Items listed in a dataset:
============================================================

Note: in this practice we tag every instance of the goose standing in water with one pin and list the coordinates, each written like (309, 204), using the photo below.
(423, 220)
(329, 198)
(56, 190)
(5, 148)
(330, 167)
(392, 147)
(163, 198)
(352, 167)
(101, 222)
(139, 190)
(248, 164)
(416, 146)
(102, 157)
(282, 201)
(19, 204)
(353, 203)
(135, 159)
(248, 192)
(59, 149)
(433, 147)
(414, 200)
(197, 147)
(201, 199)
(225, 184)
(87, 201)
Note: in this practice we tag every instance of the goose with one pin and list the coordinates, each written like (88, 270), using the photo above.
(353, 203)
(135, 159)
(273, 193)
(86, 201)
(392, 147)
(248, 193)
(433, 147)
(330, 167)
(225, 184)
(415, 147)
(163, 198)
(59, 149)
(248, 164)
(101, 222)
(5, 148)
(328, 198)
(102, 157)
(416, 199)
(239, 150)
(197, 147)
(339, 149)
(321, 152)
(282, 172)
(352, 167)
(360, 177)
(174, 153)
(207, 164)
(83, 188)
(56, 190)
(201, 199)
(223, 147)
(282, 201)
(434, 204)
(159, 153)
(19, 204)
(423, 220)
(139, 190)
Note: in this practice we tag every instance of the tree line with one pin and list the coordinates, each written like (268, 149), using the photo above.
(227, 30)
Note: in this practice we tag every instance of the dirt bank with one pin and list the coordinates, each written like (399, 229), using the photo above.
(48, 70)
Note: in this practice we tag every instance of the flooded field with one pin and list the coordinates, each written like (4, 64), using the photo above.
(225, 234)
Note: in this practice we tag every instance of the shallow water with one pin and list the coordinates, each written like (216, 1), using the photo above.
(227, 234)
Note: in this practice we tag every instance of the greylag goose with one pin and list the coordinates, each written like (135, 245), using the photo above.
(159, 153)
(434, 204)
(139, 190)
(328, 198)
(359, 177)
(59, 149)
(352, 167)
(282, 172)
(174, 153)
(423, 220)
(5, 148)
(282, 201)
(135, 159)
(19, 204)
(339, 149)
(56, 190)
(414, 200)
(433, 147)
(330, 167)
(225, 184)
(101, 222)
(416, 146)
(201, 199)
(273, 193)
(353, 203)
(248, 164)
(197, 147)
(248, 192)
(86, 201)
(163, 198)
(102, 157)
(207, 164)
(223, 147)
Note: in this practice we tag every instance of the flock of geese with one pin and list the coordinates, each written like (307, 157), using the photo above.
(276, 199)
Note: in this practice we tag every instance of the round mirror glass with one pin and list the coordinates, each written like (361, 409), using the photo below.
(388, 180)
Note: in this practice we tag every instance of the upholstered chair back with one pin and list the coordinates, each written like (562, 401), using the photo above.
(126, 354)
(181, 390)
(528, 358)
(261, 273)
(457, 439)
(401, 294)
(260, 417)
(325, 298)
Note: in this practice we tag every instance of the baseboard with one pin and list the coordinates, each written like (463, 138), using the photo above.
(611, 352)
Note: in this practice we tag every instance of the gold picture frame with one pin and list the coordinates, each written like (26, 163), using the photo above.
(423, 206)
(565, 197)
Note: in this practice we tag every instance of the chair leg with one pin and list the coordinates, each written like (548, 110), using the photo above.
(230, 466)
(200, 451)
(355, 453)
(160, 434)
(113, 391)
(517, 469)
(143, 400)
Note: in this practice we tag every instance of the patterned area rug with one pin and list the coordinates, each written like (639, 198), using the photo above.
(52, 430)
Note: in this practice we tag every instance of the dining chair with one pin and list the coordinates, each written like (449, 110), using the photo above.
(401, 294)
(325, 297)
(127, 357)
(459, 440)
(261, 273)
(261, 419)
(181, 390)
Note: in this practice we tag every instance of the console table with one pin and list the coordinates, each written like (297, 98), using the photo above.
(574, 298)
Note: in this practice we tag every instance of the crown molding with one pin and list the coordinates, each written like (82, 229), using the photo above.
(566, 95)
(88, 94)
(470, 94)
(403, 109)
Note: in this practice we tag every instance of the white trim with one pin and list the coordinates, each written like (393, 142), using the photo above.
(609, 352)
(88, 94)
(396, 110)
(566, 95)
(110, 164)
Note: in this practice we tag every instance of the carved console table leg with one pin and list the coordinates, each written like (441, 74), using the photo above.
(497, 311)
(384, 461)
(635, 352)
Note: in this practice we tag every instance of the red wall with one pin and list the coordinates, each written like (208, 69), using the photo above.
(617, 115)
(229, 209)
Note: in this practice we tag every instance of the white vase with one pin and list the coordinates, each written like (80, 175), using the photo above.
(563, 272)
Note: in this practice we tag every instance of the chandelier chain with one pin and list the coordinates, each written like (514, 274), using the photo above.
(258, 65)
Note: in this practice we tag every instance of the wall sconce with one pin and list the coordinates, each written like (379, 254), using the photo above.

============================================================

Repeat the data above, word for word.

Note: in this practice we tag every instance of the goose standing in water with one pin and list the coordinates, each written like (309, 204), using the photo below.
(423, 220)
(329, 198)
(56, 190)
(5, 148)
(330, 167)
(392, 147)
(163, 198)
(352, 167)
(101, 222)
(139, 190)
(248, 164)
(416, 146)
(102, 157)
(282, 201)
(19, 204)
(353, 203)
(135, 159)
(248, 192)
(59, 149)
(433, 147)
(414, 200)
(197, 147)
(201, 199)
(225, 184)
(87, 201)
Note: in this practice we tag every instance of the goose with one pin and list the coordinates, each written like (88, 270), using the photo above.
(353, 203)
(135, 159)
(273, 193)
(86, 201)
(392, 147)
(248, 193)
(433, 147)
(330, 167)
(225, 184)
(415, 147)
(163, 198)
(59, 149)
(248, 164)
(101, 222)
(5, 148)
(328, 198)
(102, 157)
(416, 199)
(239, 150)
(197, 147)
(339, 149)
(321, 152)
(282, 172)
(352, 167)
(360, 177)
(174, 153)
(207, 164)
(83, 188)
(56, 190)
(201, 199)
(223, 147)
(282, 201)
(434, 204)
(159, 153)
(19, 204)
(423, 220)
(139, 190)
Note: in this practice we tag every instance of the tree line with one pin and list the coordinates, each written like (268, 149), using the photo above.
(227, 30)
Note: in this practice we tag every instance of the dirt bank with one pin and list the coordinates, each written like (399, 229), using the photo above.
(48, 70)
Note: in this practice we tag every instance of the flooded field with one pin and list the coordinates, each written like (4, 64), using the photo above.
(225, 234)
Note: in this practice we tag every instance of the shallow water with one pin and list the coordinates, each written like (216, 1), using the photo above.
(227, 234)
Note: in this practice we tag every instance of the greylag goose with one pin and list the coordinates, each written like (135, 245), using the photo above.
(159, 153)
(434, 204)
(139, 190)
(328, 198)
(359, 177)
(59, 149)
(352, 167)
(282, 172)
(174, 153)
(423, 220)
(5, 148)
(282, 201)
(135, 159)
(19, 204)
(339, 149)
(56, 190)
(414, 200)
(433, 147)
(330, 167)
(225, 184)
(101, 222)
(416, 146)
(201, 199)
(273, 193)
(353, 203)
(248, 164)
(197, 147)
(248, 192)
(86, 201)
(163, 198)
(102, 157)
(207, 164)
(223, 147)
Note: in this practice we tag every instance of the flock of geese with one pin and list the coordinates, each written like (307, 157), using the photo above.
(276, 199)
Note: in this practice we tag every instance of the round mirror glass with one pin and list the coordinates, each written like (361, 409), using the photo below.
(388, 180)
Note: in this practice we tag every instance of the upholstered chair back with one pin and list the coordinates, each written like (562, 401), using the photo above.
(126, 354)
(181, 390)
(528, 358)
(261, 273)
(457, 439)
(401, 294)
(260, 417)
(325, 298)
Note: in this practice we tag every instance of the baseboard with one pin and list the coordinates, each written like (463, 138), using the photo above.
(611, 352)
Note: in this practice we tag every instance of the gold picture frame with one pin and list the coordinates, each written like (26, 163), using the photo above.
(423, 206)
(565, 197)
Note: in this practice we tag every instance of the chair leg with one pin and list the coordinates, each written like (548, 110), using the photo above.
(230, 466)
(200, 451)
(355, 453)
(160, 434)
(113, 391)
(517, 469)
(143, 400)
Note: in this practice we tag every instance of the patterned area rug with one pin and list the coordinates, each written like (639, 198), using the photo above.
(52, 430)
Note: in this practice we tag every instance of the dining chair with one pin and list the coordinates, each written like (449, 110), using the photo above.
(401, 294)
(325, 297)
(127, 357)
(459, 440)
(261, 273)
(261, 419)
(181, 390)
Note: in this practice we tag every instance of the console table with one pin and list the coordinates, each written like (297, 98), using the photo above.
(574, 298)
Note: in this practice we tag every instance of the crown molding with one pin and list the coordinates, each written like (82, 229), using the photo above.
(566, 95)
(88, 94)
(470, 94)
(403, 109)
Note: in this practice we tag every instance of the white trim with one pin and list the coordinates, each written like (393, 142), using the photo above.
(609, 352)
(88, 94)
(396, 110)
(566, 95)
(110, 164)
Note: in this practice we tag every instance of the carved console table leg with one pin and list the coordinates, each written like (441, 74), using the photo above.
(497, 311)
(384, 461)
(635, 352)
Note: in this practice we tag every instance of the red wall with one pin and list the coordinates, each written like (208, 69), using the photo above.
(617, 115)
(229, 209)
Note: in this practice we tag every instance of the white vase with one pin and list the coordinates, each written like (80, 175), using the photo above.
(563, 272)
Note: in this practice we tag every instance of the chandelier chain with one pin and list the coordinates, each written like (514, 274), using the photo above.
(258, 65)
Note: in this practice we tag every instance of the wall sconce with one pin and list the coordinates, each written like (379, 254), using the photo above.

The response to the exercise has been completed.